Exercise brief: Copy every one of the records below word for word, leaving out the pictures.

%%

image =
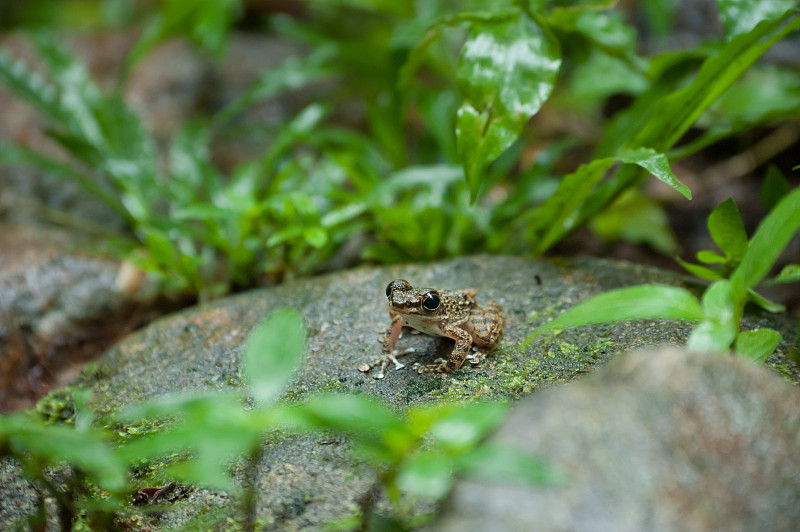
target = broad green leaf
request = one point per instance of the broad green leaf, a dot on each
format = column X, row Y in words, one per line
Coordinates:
column 466, row 426
column 727, row 229
column 757, row 345
column 506, row 72
column 768, row 242
column 625, row 304
column 428, row 474
column 508, row 464
column 272, row 353
column 741, row 16
column 658, row 166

%%

Written response:
image =
target = broad green leaf
request = one point per instance of the broad green leaf, a dot on each
format = column X, row Y in words, one per line
Coordinates:
column 466, row 426
column 727, row 229
column 757, row 345
column 506, row 72
column 768, row 242
column 625, row 304
column 428, row 474
column 508, row 464
column 272, row 353
column 741, row 16
column 658, row 166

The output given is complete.